===== PROVIDED ENTRIES
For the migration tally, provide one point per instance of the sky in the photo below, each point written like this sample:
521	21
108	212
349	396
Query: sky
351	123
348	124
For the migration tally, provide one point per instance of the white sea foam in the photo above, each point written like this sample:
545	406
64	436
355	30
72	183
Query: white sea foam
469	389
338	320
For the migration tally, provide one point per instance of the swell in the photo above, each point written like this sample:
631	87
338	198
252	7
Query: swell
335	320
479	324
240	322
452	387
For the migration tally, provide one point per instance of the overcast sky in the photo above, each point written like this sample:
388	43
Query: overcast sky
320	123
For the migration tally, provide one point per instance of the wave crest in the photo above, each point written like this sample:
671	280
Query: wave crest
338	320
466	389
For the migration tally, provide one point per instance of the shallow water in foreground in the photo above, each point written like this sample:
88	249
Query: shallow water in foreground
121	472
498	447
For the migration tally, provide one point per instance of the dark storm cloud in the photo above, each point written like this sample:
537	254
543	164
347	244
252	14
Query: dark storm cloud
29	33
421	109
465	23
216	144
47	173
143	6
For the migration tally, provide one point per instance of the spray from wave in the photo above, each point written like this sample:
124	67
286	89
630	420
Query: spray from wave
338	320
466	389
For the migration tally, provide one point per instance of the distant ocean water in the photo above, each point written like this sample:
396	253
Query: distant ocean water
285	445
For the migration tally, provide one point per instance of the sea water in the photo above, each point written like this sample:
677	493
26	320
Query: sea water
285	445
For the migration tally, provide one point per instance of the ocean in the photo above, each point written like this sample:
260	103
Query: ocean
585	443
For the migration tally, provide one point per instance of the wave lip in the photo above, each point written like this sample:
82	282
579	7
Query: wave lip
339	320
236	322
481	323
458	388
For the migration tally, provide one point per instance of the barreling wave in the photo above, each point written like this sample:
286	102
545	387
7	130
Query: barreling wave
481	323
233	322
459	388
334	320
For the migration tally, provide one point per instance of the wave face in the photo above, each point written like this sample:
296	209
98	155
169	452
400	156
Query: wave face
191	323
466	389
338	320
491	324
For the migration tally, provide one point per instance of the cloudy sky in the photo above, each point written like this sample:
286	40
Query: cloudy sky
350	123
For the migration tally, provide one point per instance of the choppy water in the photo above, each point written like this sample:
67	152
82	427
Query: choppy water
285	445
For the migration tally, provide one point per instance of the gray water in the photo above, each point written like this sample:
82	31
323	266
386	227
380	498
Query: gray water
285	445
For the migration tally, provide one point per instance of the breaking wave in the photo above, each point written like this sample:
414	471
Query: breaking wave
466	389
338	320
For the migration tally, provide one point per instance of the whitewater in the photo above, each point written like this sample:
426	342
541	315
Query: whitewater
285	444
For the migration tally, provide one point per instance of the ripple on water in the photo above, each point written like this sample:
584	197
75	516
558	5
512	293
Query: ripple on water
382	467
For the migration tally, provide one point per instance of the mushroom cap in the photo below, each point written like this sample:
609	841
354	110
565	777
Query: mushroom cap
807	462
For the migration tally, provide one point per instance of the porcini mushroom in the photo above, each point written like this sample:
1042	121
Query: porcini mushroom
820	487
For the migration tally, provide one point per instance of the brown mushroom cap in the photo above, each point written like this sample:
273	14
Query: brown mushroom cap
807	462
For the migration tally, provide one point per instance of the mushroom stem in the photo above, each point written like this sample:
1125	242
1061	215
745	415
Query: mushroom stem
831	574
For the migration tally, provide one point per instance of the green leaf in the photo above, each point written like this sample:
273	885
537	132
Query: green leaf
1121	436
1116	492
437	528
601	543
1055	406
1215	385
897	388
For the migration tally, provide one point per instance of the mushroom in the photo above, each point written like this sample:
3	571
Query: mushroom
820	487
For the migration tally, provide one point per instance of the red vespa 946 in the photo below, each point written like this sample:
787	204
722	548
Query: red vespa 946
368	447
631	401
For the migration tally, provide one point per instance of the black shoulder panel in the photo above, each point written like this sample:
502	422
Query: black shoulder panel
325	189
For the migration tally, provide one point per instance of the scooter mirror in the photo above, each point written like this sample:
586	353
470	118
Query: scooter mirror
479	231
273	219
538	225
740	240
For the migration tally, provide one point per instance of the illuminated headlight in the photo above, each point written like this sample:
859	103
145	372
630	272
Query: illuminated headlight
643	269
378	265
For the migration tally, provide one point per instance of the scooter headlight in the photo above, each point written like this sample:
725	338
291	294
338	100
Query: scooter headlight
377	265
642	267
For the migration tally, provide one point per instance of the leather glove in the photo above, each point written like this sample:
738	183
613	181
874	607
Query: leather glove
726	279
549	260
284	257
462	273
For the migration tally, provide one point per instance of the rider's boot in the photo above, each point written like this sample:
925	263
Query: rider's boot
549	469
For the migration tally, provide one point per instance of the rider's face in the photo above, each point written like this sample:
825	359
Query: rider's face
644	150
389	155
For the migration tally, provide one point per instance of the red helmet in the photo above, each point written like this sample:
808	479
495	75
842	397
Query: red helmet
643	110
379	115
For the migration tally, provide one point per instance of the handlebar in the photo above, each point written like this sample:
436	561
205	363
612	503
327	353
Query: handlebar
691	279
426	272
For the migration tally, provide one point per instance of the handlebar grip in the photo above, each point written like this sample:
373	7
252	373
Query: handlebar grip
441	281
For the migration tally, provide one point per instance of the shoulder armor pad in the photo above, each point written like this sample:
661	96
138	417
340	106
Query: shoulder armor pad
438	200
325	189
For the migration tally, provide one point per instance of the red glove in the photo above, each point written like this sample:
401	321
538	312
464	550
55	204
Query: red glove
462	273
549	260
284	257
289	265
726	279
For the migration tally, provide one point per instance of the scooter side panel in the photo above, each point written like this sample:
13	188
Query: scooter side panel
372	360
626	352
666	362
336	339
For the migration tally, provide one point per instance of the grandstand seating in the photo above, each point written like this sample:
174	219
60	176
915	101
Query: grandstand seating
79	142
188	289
==========
## STATED PROBLEM
Would you restate each of the entries word for word?

## OUTPUT BELOW
For the migration tally, provide one point per instance of the sky in the photo below, each point written like this sample:
521	21
108	212
349	396
Query: sky
351	123
348	124
For the migration tally, provide one point per instance of the white sea foam in the photo above, each point written like this sample:
545	406
64	436
355	30
72	183
Query: white sea foam
469	389
338	320
For the migration tally, provide one point per instance of the swell in the photo above, each point written like this sample:
631	87
338	198
252	7
Query: swell
335	320
479	324
240	322
452	387
For the migration tally, provide one point per instance of the overcast sky in the photo above, each point written like this sample:
388	43
Query: overcast sky
320	123
For the migration tally, provide one point per instance of the wave crest in the photo above, each point written like this sample:
671	280
Query: wave crest
338	320
466	389
For the migration tally, provide one point per instance of the shallow water in foreground in the photo above, each point written like this sample:
88	249
Query: shallow water in foreground
121	472
498	447
For the migration tally, provide one point per instance of the dark storm cloud in the photo above, each point written like this sample:
537	254
543	164
347	244
252	14
Query: dark storm cloud
29	33
421	109
465	23
216	144
47	173
143	6
For the migration tally, provide one point per instance of the spray from wave in the photo above, each point written like this sample:
124	67
286	89
630	420
Query: spray from wave
338	320
466	389
For the migration tally, provide one point per instance of the distant ocean water in the photo above, each point written like this sample:
396	253
Query: distant ocean water
285	445
For the migration tally, provide one point per instance of the sea water in the photo above, each point written like this sample:
677	493
26	320
Query: sea water
285	445
For the migration tally, provide one point per instance of the ocean in the photo above, each point written like this sample:
260	103
Query: ocean
585	443
For the migration tally, provide one point per instance of the wave lip in the photo above, each point written like this sample:
82	282
579	7
Query: wave lip
339	320
236	322
481	323
458	388
For the migration tally, provide one point per instance of the barreling wave in the photo above, each point written like this sample:
286	102
545	387
7	130
Query: barreling wave
481	323
233	322
459	388
334	320
For the migration tally, provide one point per instance of the wave face in the photo above, each point written like this sample:
296	209
98	155
169	452
400	156
Query: wave face
191	323
466	389
338	320
491	324
For the migration tally, provide one point per instance of the cloudy sky in the photo above, each point written like this sample:
286	40
Query: cloudy sky
350	123
For the migration tally, provide one point per instance of the choppy water in the photo above, each point written like this sample:
67	152
82	427
Query: choppy water
285	445
For the migration tally, provide one point per instance of the gray water in the photo above, each point written like this sample:
82	31
323	266
386	227
380	498
Query: gray water
285	445
For the migration tally, provide one point per instance of the breaking wave in the photo above, each point written like this sample:
414	471
Query: breaking wave
466	389
338	320
For the migration tally, provide one point per instance of the whitewater in the photo above, each point written like this sample:
426	342
541	315
Query: whitewater
285	444
For the migration tally, provide one point per instance of the ripple on water in the photo above, each point written like this sample:
584	197
75	516
558	5
512	293
Query: ripple on water
382	467
For the migration tally, provide one point per instance of the mushroom cap in the photo below, each point written like this sample:
609	841
354	110
565	777
Query: mushroom cap
807	462
For the migration tally, provide one point per instance of the porcini mushroom in the photo above, each point written like this sample:
1042	121
Query: porcini mushroom
820	487
For the migration tally, provide one point per instance of the brown mushroom cap in the photo above, each point written like this sample:
273	14
Query: brown mushroom cap
807	462
For the migration tally, provide one point per instance of the mushroom stem in the photo above, each point written like this sample:
1125	242
1061	215
745	415
Query: mushroom stem
831	574
For the migration tally, provide one point per instance of the green leaf in the photo above, each point written like this sample:
273	885
537	132
Query: green leaf
1121	436
1116	492
437	528
601	543
1055	406
1215	385
897	388
For the migration tally, provide one point per instance of the mushroom in the photo above, each point written like this sample:
3	571
Query: mushroom
820	487
For the migration tally, provide one point per instance of the red vespa 946 in the photo below, each point written like this sample:
787	204
722	548
Query: red vespa 946
368	447
631	401
For the migration tally, provide one point per instance of the black shoulder panel in the photo above, each point written like this sample:
502	422
Query: black shoulder panel
325	189
For the migration tally, provide one point per instance of the scooter mirror in the photo above, each point written like this sample:
586	353
470	118
Query: scooter mirror
479	231
273	219
538	225
740	240
For the migration tally, provide one point per instance of the illuminated headlight in the photo above, each point written like this sample:
859	103
145	372
630	272
Query: illuminated headlight
643	269
378	265
For the migration tally, provide one point per instance of the scooter headlight in the photo above, each point written like this sample:
725	338
291	294
338	100
Query: scooter headlight
377	265
642	267
For the migration tally, provide one point per instance of the leather glove in the photo above, each point written like this sample:
738	183
613	181
874	607
Query: leather glove
726	279
549	260
284	257
462	273
For the migration tally, provide one point per instance of the rider's boot in the photo above, each point written like this sample:
925	263
Query: rider's boot
549	469
For the migration tally, provide one point per instance of the rider's face in the photo above, each point written like this sample:
825	359
Query: rider's face
644	150
389	155
For the migration tally, provide one point per instance of the red helmet in the photo above, each point written like this sample:
808	479
495	75
842	397
Query: red helmet
643	110
379	115
For the migration tally, provide one point per instance of the handlebar in the photo above, each point written like this sample:
436	561
205	363
612	503
327	353
Query: handlebar
691	279
426	272
For the migration tally, provide one point per instance of the handlebar grip in the photo above, each point written like this sample:
373	7
252	373
Query: handlebar grip
441	281
For the migration tally, provide one point per instance of the shoulder armor pad in the photo above, each point written like this sample:
661	96
138	417
340	106
Query: shoulder armor pad
438	200
325	189
For the migration tally, provide one point per instance of the red glove in the photo above, each point written like this sample:
401	321
538	312
464	550
55	204
Query: red glove
462	273
549	260
284	257
289	265
726	279
For the migration tally, provide one point per instance of the scooter side panel in the photo above, each point written like this sample:
13	188
Query: scooter side panel
372	360
626	352
666	362
336	339
For the migration tally, provide one point per instance of the grandstand seating in the photo above, each point written like this sample:
174	219
60	176
915	101
Query: grandstand seating
79	142
188	289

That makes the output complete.